>> Begin

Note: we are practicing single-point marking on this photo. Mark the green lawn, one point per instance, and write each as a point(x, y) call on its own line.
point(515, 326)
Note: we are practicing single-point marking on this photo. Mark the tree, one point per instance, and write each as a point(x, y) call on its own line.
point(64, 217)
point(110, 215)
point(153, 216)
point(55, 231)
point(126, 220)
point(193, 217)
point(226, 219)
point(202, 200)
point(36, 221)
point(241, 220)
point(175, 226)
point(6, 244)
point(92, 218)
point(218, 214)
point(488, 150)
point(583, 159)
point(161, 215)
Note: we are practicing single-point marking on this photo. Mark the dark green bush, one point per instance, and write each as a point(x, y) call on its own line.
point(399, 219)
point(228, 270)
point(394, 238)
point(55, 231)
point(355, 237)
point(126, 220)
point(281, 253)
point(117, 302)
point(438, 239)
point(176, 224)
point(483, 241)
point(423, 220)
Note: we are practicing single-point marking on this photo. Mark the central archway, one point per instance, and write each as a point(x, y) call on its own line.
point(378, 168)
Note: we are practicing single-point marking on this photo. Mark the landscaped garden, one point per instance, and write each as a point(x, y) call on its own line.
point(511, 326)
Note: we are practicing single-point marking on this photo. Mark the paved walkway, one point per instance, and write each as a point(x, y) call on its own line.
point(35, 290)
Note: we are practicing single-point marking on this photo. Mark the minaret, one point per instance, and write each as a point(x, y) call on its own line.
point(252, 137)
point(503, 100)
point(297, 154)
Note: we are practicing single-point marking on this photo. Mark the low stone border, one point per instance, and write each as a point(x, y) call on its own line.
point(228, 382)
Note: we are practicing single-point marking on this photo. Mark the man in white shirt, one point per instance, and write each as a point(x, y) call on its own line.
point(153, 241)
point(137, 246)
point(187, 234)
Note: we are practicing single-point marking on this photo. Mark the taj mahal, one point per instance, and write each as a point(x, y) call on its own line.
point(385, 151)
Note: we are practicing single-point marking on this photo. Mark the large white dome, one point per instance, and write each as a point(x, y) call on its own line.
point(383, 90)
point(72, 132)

>> End

**Set exercise**
Copy out the rows from the line with "Mark the large" through the end of the rows, changing "large white dome" to "main dome" and leaving everything else as it is.

**Solution to this task**
Note: we are practicing single-point marking on this photo. Mark the main dome, one point per instance, and write each as a point(x, y) call on its own line.
point(383, 90)
point(72, 132)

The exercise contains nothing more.